━━ Supplied text
- A Conventional Loan is a type of mortgage that is not backed by the U.S. federal government and is available through private lenders.
- Conventional Loans are the most popular type of mortgage loan. They come in a range of terms including the common 15-year and 30-year terms. Since conventional mortgage loans are not insured by the government like FHA or VA Loans, they have stricter credit standards. Some Conventional Loans have the option for down payments as low as 3%* of the purchase price, but if you put down less than 20% you will have to add Private Mortgage Insurance (PMI) to your payment for a period of time.
Conventional Loan Eligibility
Anyone can apply for Conventional Loans — whether you’re moving up to a larger home, downsizing, buying a vacation home, or buying for the first time. However, all applicants must meet certain loan requirements, including:
- Proof of employment history and verifiable income
- A risk based decision is made based on credit profile and ability to repay.
- A debt-to-income ratio (DTI) of 45% or less (see below)
Conventional Loan Credit Score Requirements
- Conventional mortgages generally require higher credit scores (typically at least 620) and lower DTI ratios than government-backed mortgages such as FHA Loans. There are several ways to raise your credit score before applying for a mortgage.
━━━━
━━ Records supplied
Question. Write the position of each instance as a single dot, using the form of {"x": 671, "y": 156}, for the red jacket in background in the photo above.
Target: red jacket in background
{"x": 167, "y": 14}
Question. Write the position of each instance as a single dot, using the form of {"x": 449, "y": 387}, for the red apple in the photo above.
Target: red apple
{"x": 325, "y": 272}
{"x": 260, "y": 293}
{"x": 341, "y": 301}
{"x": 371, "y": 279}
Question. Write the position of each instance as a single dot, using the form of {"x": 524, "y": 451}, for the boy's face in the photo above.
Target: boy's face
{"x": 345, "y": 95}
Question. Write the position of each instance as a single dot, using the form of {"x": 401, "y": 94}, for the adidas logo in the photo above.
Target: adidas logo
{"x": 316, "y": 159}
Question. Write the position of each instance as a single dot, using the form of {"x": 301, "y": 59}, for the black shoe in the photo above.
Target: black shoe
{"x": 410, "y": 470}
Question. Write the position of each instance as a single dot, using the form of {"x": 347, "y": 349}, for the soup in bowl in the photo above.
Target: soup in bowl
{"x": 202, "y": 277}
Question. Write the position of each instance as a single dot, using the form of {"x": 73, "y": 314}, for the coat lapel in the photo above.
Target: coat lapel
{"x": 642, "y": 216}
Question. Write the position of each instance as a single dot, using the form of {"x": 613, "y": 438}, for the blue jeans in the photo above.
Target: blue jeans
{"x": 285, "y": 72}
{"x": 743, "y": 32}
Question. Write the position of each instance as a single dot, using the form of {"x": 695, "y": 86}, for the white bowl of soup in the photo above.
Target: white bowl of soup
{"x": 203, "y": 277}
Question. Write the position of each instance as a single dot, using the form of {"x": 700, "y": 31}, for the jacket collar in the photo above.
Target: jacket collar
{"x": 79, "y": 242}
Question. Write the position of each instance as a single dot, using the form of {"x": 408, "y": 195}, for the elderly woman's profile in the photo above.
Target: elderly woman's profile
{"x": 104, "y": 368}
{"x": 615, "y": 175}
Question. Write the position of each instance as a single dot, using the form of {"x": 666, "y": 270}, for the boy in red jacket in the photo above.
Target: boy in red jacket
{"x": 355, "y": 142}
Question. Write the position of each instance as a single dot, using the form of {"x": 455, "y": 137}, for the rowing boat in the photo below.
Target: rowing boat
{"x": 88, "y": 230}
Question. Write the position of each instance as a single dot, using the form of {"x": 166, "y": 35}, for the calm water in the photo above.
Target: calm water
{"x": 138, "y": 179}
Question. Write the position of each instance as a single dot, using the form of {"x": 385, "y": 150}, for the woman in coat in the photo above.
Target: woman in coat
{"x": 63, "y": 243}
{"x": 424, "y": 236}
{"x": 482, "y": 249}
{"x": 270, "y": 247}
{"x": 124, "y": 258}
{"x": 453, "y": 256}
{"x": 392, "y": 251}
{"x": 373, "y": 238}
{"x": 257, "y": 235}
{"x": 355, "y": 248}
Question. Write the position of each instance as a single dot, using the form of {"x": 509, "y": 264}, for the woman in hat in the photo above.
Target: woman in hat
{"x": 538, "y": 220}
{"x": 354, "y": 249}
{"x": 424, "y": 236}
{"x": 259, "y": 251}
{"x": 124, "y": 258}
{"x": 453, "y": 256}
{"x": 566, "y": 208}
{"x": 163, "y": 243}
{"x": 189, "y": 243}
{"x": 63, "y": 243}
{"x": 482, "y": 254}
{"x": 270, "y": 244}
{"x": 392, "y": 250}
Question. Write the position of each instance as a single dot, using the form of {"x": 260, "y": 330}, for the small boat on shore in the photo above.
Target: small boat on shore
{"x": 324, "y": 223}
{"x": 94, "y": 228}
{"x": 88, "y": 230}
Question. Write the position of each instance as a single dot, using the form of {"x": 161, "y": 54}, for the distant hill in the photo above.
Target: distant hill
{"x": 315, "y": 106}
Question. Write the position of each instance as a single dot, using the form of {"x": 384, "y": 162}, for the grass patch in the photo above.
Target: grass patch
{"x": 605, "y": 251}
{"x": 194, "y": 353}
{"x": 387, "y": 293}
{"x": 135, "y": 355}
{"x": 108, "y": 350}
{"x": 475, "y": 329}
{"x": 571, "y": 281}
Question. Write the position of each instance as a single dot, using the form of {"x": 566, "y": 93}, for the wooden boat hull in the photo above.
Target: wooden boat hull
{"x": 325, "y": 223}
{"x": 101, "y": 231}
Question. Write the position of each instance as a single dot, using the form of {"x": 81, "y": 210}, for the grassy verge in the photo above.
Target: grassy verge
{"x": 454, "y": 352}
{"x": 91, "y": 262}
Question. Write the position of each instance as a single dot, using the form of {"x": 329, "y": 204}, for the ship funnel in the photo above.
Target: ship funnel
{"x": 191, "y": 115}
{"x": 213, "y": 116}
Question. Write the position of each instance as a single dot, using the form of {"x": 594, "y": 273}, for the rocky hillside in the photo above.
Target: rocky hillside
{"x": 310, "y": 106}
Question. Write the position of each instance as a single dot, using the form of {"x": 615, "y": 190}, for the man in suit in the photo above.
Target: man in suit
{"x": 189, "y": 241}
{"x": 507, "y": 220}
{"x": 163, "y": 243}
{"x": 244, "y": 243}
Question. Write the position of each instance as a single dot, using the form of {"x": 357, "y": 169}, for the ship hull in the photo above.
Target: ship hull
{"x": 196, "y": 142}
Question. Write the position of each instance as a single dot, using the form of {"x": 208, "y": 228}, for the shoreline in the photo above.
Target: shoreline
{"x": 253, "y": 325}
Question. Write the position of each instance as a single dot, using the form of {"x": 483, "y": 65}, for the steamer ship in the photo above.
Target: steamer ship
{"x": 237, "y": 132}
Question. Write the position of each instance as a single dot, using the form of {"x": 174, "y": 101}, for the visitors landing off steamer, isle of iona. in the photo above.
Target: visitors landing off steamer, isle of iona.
━━━━
** Task **
According to the conventional loan text, what must a borrower add to their payment if they put down less than 20%?

** Written response **
Private Mortgage Insurance (PMI), for a period of time.